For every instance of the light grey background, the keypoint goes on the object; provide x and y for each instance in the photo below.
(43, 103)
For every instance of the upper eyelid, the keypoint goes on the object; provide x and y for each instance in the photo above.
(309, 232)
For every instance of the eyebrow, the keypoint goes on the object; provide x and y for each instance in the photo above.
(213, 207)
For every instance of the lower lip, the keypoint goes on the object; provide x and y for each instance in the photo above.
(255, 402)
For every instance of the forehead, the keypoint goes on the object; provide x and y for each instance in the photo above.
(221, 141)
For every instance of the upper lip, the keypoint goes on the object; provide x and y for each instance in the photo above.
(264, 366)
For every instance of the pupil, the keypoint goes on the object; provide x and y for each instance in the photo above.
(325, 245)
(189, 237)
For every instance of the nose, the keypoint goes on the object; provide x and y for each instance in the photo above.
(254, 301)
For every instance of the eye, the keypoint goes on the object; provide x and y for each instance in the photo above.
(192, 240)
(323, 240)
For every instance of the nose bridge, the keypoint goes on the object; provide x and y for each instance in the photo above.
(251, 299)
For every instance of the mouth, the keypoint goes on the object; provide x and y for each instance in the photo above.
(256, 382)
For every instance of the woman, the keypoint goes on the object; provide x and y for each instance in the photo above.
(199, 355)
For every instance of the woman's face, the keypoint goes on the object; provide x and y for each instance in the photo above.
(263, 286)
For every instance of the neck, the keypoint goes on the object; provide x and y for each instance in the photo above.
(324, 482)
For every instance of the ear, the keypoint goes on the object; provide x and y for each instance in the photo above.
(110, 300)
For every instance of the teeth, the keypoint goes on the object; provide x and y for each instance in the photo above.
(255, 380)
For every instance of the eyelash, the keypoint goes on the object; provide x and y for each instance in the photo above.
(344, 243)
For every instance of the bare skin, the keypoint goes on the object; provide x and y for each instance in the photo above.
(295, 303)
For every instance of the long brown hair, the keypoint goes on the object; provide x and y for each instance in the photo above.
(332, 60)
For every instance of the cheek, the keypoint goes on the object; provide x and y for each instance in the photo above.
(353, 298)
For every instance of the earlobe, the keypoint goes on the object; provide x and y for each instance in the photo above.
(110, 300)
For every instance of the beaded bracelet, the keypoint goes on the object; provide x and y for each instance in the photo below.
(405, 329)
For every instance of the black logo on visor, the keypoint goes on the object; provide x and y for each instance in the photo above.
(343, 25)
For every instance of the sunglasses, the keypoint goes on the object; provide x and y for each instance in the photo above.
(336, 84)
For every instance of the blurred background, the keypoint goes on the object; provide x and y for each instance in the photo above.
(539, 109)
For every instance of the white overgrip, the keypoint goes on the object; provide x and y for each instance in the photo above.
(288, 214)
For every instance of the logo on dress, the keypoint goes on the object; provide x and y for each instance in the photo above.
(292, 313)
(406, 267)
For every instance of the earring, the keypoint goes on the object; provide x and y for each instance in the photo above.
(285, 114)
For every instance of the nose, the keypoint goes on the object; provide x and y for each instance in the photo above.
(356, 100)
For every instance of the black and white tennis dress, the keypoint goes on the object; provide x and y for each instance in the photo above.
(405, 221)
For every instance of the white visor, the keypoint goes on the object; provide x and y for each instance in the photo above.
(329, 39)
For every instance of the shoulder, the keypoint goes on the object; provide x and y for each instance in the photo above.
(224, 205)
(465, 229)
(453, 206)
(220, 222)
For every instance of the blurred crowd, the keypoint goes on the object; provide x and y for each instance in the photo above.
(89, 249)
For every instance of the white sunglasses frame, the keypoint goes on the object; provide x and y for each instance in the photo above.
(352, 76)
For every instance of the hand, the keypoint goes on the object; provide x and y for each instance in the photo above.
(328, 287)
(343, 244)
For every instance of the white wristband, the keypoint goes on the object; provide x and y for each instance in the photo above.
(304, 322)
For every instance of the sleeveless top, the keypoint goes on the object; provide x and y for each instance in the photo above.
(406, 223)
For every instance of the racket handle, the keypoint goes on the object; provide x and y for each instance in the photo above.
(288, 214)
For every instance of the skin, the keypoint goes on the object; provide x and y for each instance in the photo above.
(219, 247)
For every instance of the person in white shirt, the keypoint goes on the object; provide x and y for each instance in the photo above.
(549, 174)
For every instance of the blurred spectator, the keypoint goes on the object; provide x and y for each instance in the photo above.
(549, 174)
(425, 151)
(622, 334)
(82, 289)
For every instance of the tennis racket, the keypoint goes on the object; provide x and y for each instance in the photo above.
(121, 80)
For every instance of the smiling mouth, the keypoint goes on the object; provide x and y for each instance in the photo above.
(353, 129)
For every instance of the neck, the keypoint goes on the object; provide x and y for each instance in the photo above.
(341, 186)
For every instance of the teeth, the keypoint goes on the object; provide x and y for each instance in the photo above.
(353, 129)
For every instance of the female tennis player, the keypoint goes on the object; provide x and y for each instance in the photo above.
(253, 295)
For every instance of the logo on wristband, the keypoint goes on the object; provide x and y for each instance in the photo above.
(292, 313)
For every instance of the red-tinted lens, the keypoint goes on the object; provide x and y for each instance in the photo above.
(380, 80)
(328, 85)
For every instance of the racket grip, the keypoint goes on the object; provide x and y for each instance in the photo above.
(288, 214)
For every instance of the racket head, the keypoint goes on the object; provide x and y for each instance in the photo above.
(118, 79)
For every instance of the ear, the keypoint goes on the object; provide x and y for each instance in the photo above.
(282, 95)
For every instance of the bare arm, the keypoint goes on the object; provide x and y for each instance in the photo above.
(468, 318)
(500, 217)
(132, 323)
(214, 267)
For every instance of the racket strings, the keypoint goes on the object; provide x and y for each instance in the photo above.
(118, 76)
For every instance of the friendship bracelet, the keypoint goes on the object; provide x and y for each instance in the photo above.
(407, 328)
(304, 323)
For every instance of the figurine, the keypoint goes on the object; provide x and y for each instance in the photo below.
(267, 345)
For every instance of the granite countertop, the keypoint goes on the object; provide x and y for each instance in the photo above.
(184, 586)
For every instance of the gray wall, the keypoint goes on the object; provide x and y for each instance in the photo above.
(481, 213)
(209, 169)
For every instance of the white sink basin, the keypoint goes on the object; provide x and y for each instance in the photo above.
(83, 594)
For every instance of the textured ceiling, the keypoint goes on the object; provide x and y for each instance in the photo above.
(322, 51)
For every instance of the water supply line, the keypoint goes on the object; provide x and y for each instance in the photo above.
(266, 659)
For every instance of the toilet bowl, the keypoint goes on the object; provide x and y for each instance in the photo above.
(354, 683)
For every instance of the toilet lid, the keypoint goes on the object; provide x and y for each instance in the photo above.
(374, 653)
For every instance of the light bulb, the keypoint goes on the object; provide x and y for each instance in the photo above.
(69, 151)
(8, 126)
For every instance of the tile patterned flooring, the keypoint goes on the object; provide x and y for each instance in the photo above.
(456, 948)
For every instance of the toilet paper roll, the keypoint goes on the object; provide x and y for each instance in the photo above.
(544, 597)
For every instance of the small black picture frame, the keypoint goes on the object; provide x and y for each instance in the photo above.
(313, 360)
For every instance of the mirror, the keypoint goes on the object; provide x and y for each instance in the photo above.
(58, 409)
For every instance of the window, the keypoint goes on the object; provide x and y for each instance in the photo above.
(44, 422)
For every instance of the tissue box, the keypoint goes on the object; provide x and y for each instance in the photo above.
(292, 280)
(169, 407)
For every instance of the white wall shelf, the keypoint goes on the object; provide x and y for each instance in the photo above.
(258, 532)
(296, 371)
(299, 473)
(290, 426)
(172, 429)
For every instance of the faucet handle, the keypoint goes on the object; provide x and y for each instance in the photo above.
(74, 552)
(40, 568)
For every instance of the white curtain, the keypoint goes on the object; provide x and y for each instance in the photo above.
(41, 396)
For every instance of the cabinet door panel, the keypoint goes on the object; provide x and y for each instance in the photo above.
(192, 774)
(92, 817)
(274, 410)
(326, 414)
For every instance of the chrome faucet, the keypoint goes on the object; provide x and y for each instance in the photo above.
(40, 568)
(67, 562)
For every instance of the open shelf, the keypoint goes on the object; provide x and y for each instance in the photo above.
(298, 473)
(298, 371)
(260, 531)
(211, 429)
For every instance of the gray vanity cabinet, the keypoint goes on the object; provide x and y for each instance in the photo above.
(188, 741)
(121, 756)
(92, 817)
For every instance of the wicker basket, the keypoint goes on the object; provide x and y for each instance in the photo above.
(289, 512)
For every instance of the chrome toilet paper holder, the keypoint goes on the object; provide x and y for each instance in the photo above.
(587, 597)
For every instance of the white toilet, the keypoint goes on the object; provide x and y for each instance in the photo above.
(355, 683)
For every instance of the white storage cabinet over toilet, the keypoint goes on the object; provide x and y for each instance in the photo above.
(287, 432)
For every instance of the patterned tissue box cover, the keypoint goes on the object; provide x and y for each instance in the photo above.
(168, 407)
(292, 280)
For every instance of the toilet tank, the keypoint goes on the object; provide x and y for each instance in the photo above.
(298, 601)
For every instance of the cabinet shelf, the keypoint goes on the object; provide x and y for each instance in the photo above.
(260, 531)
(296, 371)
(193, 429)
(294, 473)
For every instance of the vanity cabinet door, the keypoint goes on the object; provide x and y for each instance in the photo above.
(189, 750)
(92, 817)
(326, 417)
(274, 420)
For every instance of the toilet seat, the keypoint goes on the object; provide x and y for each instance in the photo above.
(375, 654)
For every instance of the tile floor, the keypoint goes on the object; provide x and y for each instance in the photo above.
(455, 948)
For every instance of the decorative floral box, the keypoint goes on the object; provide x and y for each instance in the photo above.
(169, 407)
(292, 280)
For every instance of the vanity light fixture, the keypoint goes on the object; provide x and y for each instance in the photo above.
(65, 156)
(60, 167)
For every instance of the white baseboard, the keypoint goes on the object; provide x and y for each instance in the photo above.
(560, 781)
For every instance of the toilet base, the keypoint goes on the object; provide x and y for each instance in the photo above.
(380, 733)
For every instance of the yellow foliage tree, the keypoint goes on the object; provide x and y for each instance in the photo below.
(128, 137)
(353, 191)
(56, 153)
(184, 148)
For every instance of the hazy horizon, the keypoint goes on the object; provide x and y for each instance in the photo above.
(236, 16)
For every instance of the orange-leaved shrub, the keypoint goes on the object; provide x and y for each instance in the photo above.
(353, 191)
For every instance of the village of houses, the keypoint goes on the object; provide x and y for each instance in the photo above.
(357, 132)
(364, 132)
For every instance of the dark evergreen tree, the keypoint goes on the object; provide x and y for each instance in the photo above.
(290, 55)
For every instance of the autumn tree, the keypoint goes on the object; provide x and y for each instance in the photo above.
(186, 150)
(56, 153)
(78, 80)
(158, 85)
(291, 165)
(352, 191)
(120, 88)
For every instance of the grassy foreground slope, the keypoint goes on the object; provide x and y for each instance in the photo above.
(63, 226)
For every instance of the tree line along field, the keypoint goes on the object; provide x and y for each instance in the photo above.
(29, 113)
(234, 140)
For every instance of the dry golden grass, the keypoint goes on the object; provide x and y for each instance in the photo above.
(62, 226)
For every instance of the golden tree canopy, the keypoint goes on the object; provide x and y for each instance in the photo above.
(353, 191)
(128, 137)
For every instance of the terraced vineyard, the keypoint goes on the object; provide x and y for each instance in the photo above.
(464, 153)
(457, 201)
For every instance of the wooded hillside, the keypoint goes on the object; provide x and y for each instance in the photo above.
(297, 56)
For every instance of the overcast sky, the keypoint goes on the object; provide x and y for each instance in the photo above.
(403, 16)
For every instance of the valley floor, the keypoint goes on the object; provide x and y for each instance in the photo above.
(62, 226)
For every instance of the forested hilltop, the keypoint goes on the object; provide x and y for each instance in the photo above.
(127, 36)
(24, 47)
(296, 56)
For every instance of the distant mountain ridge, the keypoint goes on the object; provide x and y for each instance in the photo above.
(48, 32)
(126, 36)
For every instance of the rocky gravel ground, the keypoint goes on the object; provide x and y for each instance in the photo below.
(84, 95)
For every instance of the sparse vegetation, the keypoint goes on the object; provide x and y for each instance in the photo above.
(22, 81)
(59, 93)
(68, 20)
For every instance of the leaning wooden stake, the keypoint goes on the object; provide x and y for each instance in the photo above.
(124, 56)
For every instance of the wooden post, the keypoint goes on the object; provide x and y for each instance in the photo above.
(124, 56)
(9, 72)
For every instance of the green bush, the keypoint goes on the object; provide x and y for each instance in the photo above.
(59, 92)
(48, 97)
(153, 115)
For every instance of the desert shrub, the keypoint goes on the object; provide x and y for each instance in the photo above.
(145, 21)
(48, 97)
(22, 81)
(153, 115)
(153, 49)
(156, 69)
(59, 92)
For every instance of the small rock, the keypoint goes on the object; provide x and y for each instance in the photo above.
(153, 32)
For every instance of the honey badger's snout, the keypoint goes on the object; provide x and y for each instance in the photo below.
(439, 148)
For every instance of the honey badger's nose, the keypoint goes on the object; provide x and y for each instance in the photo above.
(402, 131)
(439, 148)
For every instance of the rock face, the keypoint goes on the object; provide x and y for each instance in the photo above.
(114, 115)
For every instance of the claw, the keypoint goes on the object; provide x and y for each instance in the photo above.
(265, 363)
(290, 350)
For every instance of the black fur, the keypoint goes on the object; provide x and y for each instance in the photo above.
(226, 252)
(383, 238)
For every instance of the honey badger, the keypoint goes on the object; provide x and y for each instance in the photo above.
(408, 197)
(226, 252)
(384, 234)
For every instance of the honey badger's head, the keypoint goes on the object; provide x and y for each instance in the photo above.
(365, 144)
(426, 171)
____
Exercise: Give again, exactly and with nothing added, the lines running from the one that contains "For every instance of the honey badger's nose, the" to the last line of the material.

Answer section:
For every instance of the honey badger's nose, the keypoint goes on the object; provide x and y for each instance in the photo above.
(402, 131)
(439, 148)
For every instance of the rock face, the keypoint goes on the object; provide x and y for each instance in the photo above.
(114, 115)
For every instance of the claw, the keypoint goes on the object; provide x and y for each instance in the photo above.
(265, 363)
(290, 350)
For every instance of the black fur, the keypoint goes on the object; provide x and y for each instance in the photo above.
(226, 252)
(383, 238)
For every instance of the honey badger, the keypoint goes on the object; provide x and y for each instance in the photo above.
(408, 197)
(226, 252)
(384, 234)
For every instance of the honey badger's head, the keypoint goes on the object; provide x and y for each instance in the photo above.
(365, 144)
(426, 171)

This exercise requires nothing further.